> [PROBLEM TO WORK ON]:
Output each entry below as it stands, leaving out every picture.

> [EXCERPTED RECORDS]:
<<<<
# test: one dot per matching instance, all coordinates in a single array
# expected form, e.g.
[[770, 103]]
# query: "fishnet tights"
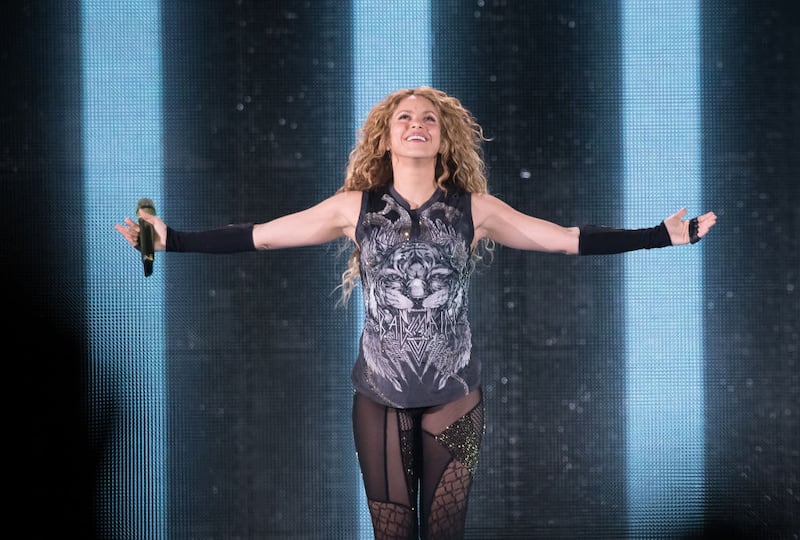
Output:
[[424, 456]]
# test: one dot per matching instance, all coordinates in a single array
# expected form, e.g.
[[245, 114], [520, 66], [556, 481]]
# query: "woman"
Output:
[[416, 207]]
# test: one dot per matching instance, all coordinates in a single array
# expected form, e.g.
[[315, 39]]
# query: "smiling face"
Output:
[[414, 129]]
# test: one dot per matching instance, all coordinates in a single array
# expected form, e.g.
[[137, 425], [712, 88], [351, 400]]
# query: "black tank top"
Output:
[[415, 268]]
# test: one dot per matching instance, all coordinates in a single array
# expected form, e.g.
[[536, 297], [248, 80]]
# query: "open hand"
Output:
[[679, 229]]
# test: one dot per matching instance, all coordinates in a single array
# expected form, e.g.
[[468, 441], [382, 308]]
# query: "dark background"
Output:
[[257, 363]]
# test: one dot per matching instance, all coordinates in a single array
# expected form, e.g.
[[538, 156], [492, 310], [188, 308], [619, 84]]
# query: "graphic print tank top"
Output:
[[415, 269]]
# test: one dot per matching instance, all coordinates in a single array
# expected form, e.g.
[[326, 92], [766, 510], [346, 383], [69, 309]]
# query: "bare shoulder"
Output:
[[484, 206]]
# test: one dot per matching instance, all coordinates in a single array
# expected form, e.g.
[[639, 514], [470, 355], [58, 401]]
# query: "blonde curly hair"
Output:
[[459, 164]]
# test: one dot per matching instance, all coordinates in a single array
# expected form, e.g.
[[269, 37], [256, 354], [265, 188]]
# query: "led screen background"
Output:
[[250, 380]]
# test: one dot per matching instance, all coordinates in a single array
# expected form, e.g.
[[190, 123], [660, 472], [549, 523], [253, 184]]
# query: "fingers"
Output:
[[129, 231]]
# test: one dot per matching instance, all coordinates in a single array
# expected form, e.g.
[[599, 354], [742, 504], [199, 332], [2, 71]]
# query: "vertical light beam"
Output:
[[392, 44], [663, 288], [122, 160]]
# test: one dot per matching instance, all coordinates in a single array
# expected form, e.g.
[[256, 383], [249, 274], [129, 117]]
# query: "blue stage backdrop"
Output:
[[649, 395]]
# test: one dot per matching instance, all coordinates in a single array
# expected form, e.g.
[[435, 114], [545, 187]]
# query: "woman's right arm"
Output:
[[332, 218]]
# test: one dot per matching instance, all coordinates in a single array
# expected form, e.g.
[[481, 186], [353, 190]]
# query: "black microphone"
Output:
[[146, 235]]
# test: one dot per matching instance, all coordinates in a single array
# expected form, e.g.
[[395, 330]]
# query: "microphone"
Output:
[[146, 246]]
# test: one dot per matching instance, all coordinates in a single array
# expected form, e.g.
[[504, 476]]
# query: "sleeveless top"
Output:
[[415, 269]]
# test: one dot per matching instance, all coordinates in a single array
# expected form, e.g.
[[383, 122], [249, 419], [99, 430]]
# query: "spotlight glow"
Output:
[[122, 138], [663, 288]]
>>>>
> [ANSWER BELOW]:
# test: one dot per matching instance, all coordinates in a single array
# expected form, e.g.
[[770, 103]]
# query: "fishnet tights"
Output:
[[424, 456]]
# test: one dot per matching instance, all coordinates in a single array
# expected form, e.g.
[[245, 114], [520, 66], [556, 481]]
# query: "woman"
Output:
[[416, 207]]
# test: one dot per matching instance, all coordinates in a single array
# expected form, e.g.
[[315, 39]]
# query: "smiling face"
Output:
[[414, 129]]
# test: one dot per matching instance, all coordinates in a single array
# expected form, e.g.
[[137, 425], [712, 88], [351, 400]]
# query: "black tank top"
Output:
[[415, 268]]
# test: one dot per matching instance, all coordinates in a single array
# expected form, e.g.
[[536, 297], [248, 80]]
# query: "open hand"
Output:
[[679, 229]]
# test: one dot per matching instance, all coordinates in a single array
# expected form, e.g.
[[468, 441], [382, 308]]
# query: "dark background"
Output:
[[257, 363]]
# test: one dot per matching instance, all coordinates in a single array
# expected form, e.g.
[[538, 156], [492, 310], [188, 308], [619, 84]]
# query: "graphic print tank top"
Output:
[[415, 269]]
# test: one dot per matching instance, all coordinates in a single array
# expected form, e.g.
[[326, 92], [766, 510], [346, 383], [69, 309]]
# query: "bare shoulder"
Output:
[[484, 206]]
# test: one dot per matching instance, all coordinates in a single array
# expected form, e.g.
[[639, 514], [470, 355], [58, 401]]
# query: "blonde curly hair"
Output:
[[459, 164]]
# test: one dot per matching instance, all coordinates in a single array
# expected form, e.g.
[[269, 37], [256, 354], [265, 188]]
# query: "led screen background"
Output:
[[250, 380]]
# test: one dot per matching instance, all coordinates in a single array
# expected form, e.g.
[[190, 123], [660, 472], [549, 523], [253, 184]]
# query: "fingers"
Output:
[[129, 231]]
# test: one dot per matching instance, all coordinates in a single array
# expected form, e.g.
[[599, 354], [742, 504], [199, 332], [2, 71]]
# query: "vertical light beam"
Output:
[[392, 44], [663, 288], [122, 160]]
# test: one dot per matching instance, all coordinates in a single array
# expected form, e.g.
[[256, 383], [249, 274], [129, 117]]
# query: "blue stage backdrop"
Output:
[[649, 395]]
# test: one dot per matching instance, all coordinates in a single array
# expected form, e.g.
[[435, 114], [545, 187]]
# query: "woman's right arm"
Output:
[[332, 218]]
# test: one dot per matching instance, all coordinates in a single array
# expected form, e.g.
[[481, 186], [353, 190]]
# query: "black microphone"
Output:
[[146, 235]]
# test: one dot per matching instance, all coordinates in a single array
# expected form, e.g.
[[395, 330]]
# query: "microphone"
Output:
[[146, 246]]
# test: one dot per matching instance, all coordinates in a single array
# expected form, e.g.
[[504, 476]]
# query: "sleeveless top"
Output:
[[415, 269]]
# test: one dot per matching instance, all coordinates in a single array
# expected form, e.g.
[[383, 122], [249, 419], [99, 430]]
# query: "spotlight glow"
Output:
[[122, 138], [663, 288]]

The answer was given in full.